> _Selected passage_
[BioRuby] BioRuby Digest, Vol 110, Issue 1

Francesco Strozzi francesco.strozzi at gmail.com
Fri Mar 6 15:12:28 UTC 2015


Hi Chris,
no it doesn't run as a deamon, if you want to submit jobs through Torque,
Pipengine creates the runnable scripts and then connects to a submission
node through SSH, where it will issue the submission commands
automatically. So the impact on the infrastructure is minimal, you can
install Pipengine on a server where you have less restrictions and it
should work. You need of course to have common shared folders among your
working server, the submission node and the cluster nodes, but this should
be a fairly common configuration, I guess.

Cheers
Francesco

--
Francesco Strozzi



On Thu, 5 Mar 2015 at 22:07 Fields, Christopher J <cjfields at illinois.edu>
wrote:

> Francesco,
>
> Just curious, does this run as a daemon and launch jobs from a submission
> node, or use Torque job dependency system?
>
> Would be pretty nice if it’s the latter.  Almost every pipeline tool I see
> uses the daemon approach (from a submission node) or requires jobs
> submissions from the worker nodes.  The latter two approaches don't work on
> clusters where you can’t run long tasks on the head node (no daemon), have
> no access to a submission node, or the worker nodes are locked down w/ no
> network access, all of which describe our local cluster setup :P  Something
> that’s unfortunately out of our hands.

[Stored items]
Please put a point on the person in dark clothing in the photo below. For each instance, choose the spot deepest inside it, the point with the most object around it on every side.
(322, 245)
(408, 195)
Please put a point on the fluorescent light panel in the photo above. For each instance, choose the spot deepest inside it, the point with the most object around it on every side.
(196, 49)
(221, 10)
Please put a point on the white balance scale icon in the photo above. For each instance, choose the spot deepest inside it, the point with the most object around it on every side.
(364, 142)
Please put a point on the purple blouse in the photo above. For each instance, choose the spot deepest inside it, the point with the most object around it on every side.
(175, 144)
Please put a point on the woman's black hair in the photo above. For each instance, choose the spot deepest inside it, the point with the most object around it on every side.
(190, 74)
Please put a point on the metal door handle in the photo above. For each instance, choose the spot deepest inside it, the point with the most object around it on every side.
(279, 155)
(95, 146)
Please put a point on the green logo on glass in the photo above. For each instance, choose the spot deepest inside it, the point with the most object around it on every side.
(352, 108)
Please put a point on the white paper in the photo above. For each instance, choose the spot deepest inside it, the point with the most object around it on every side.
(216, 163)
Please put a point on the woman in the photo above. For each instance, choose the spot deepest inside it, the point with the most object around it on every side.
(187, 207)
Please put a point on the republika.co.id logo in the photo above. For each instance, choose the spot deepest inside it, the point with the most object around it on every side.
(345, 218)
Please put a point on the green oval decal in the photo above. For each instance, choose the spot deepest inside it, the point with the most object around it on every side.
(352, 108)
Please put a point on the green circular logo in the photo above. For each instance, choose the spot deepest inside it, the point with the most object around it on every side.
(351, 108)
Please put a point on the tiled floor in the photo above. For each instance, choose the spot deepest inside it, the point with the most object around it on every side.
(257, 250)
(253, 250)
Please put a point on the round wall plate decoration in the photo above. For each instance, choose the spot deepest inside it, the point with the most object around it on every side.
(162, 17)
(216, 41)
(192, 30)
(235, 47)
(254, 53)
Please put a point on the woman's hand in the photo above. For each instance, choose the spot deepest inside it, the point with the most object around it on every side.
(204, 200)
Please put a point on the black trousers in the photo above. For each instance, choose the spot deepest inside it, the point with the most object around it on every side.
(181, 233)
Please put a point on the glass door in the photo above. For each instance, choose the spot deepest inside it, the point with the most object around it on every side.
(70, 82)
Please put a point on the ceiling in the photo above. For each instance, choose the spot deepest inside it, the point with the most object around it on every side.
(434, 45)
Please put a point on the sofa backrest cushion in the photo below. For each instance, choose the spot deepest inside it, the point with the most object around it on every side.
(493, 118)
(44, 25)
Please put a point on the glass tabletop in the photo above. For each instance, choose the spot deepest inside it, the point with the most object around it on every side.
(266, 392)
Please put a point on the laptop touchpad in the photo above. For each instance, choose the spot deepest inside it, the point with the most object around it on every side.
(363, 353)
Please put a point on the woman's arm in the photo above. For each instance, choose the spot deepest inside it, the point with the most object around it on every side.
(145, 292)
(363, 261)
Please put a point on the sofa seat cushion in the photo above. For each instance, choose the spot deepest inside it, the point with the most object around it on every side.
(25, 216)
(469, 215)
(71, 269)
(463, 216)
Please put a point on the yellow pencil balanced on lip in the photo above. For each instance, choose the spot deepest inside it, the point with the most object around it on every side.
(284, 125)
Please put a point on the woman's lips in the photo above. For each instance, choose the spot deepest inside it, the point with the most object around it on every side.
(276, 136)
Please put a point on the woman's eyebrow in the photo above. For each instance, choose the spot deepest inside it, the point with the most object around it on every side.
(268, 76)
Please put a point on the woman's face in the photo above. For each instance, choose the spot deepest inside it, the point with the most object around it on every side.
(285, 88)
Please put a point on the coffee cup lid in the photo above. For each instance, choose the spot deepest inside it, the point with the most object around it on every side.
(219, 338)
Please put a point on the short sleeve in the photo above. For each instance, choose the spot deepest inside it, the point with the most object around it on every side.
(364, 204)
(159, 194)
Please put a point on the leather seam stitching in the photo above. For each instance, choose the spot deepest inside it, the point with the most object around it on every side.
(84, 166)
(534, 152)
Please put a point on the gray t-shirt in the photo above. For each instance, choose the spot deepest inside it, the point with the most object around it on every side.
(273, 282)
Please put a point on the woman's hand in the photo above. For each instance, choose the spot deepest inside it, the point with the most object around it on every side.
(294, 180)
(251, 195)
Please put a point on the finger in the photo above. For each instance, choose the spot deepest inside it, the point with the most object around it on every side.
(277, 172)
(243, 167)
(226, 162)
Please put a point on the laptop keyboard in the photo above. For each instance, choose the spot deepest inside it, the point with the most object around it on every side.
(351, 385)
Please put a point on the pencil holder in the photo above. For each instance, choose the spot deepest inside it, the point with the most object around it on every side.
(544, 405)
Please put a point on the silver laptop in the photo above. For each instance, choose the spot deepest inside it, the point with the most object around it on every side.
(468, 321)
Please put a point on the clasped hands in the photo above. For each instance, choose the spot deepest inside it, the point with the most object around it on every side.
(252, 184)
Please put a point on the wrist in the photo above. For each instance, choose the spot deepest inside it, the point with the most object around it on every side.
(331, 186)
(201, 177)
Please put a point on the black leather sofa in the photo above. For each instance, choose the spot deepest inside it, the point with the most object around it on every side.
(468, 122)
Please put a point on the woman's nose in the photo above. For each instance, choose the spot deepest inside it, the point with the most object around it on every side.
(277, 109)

> _Tasks to perform_
A: In the Pipengine thread, what does Pipengine connect to through SSH after creating the runnable scripts?
B: Translate this sentence from the Pipengine thread into Spanish: "So the impact on the infrastructure is minimal, you can install Pipengine on a server where you have less restrictions and it should work."
Rely only on the Pipengine thread.

> _Task-by-task results_
A: A submission node.

B: Así que el impacto en la infraestructura es mínimo; puedes instalar Pipengine en un servidor donde tengas menos restricciones y debería funcionar.